> [GIVEN TASK] Convert all the records below into a Markdown table with the columns Row and Line. Put the row number under Row and each nonblank line under Line, and leave the pictures out.

## START ENTRIES SHOWN

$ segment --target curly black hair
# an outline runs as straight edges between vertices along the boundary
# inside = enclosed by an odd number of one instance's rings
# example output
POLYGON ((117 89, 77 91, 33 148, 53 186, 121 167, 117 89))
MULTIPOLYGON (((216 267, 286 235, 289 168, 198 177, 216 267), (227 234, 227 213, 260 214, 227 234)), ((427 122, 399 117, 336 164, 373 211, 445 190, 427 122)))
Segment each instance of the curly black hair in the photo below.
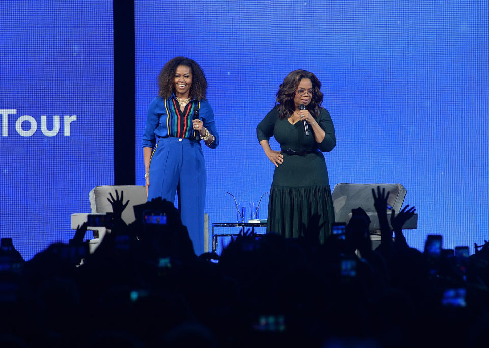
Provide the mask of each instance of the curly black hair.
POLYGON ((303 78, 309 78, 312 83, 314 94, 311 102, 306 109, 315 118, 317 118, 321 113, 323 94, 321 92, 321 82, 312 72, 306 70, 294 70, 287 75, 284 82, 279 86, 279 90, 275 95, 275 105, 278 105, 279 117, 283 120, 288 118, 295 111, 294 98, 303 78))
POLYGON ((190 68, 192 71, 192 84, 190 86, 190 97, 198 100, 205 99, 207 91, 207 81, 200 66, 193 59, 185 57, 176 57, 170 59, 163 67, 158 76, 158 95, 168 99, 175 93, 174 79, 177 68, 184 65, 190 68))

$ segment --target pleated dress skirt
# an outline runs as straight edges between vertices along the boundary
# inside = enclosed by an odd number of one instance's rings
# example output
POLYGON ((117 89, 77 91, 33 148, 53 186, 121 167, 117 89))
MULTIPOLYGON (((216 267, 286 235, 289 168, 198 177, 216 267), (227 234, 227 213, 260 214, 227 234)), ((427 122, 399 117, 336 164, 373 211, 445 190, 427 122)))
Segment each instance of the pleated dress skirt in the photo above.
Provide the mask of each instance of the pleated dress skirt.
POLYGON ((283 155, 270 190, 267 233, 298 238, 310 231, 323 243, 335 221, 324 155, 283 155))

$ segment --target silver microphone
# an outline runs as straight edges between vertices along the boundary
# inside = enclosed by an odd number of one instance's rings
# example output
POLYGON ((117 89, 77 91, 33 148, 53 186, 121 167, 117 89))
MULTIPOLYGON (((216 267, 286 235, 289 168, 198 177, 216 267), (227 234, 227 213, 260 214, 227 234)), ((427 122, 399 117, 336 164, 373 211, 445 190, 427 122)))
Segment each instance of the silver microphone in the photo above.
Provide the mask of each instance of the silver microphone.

## END ENTRIES SHOWN

> [SOLUTION TO THIS EXERCISE]
| Row | Line |
|---|---|
| 1 | $ segment --target curly black hair |
| 2 | # an outline runs as straight edges between vertices along the boundary |
| 3 | # inside = enclosed by an odd number of one instance's rings |
| 4 | # example output |
| 5 | POLYGON ((117 89, 77 91, 33 148, 53 186, 121 167, 117 89)) |
| 6 | MULTIPOLYGON (((216 267, 286 235, 289 168, 198 177, 216 267), (227 234, 227 213, 260 214, 227 234)), ((427 122, 399 117, 336 164, 373 211, 445 190, 427 122))) |
| 7 | Segment each instance of the curly black hair in the photo below. |
| 8 | Provide the mask of each instance of the curly black hair. |
| 9 | POLYGON ((303 78, 309 78, 312 83, 314 94, 311 102, 306 109, 315 118, 317 118, 321 113, 323 94, 321 92, 321 82, 312 72, 306 70, 294 70, 287 75, 284 82, 279 86, 279 90, 275 95, 275 105, 278 105, 279 117, 283 120, 288 118, 295 111, 294 98, 303 78)) |
| 10 | POLYGON ((190 68, 192 71, 192 84, 190 86, 190 97, 198 100, 205 99, 207 91, 207 81, 200 66, 193 59, 185 57, 176 57, 170 59, 163 67, 158 76, 158 95, 168 99, 175 93, 174 79, 177 68, 184 65, 190 68)) |
| 11 | $ segment --target pleated dress skirt |
| 12 | # an outline runs as straight edges between vertices along the boundary |
| 13 | # inside = enclosed by an odd number of one instance's rings |
| 14 | # example output |
| 15 | POLYGON ((117 89, 77 91, 33 148, 53 186, 121 167, 117 89)) |
| 16 | MULTIPOLYGON (((216 267, 286 235, 289 168, 198 177, 216 267), (227 234, 227 213, 260 214, 227 234)), ((427 122, 399 117, 336 164, 373 211, 445 190, 427 122))) |
| 17 | Segment each instance of the pleated dress skirt in the photo above. |
| 18 | Provide the mask of each instance of the pleated dress skirt. |
| 19 | POLYGON ((283 155, 270 190, 267 233, 298 238, 310 231, 323 243, 335 221, 324 155, 283 155)) |
| 20 | $ segment --target silver microphone |
| 21 | # an outline runs as straight edges between vertices along the boundary |
| 22 | # inside = enclosed by an odd number of one instance's rings |
| 23 | # example output |
| 24 | POLYGON ((117 89, 77 91, 33 148, 53 186, 121 167, 117 89)) |
| 25 | MULTIPOLYGON (((216 267, 286 235, 289 168, 198 177, 216 267), (227 234, 227 213, 260 214, 227 234)), ((427 122, 399 117, 336 164, 373 211, 445 190, 427 122))) |
| 26 | Segment each instance of the silver microphone in the photo above. |
| 27 | Provide the mask of each instance of the silver microphone. |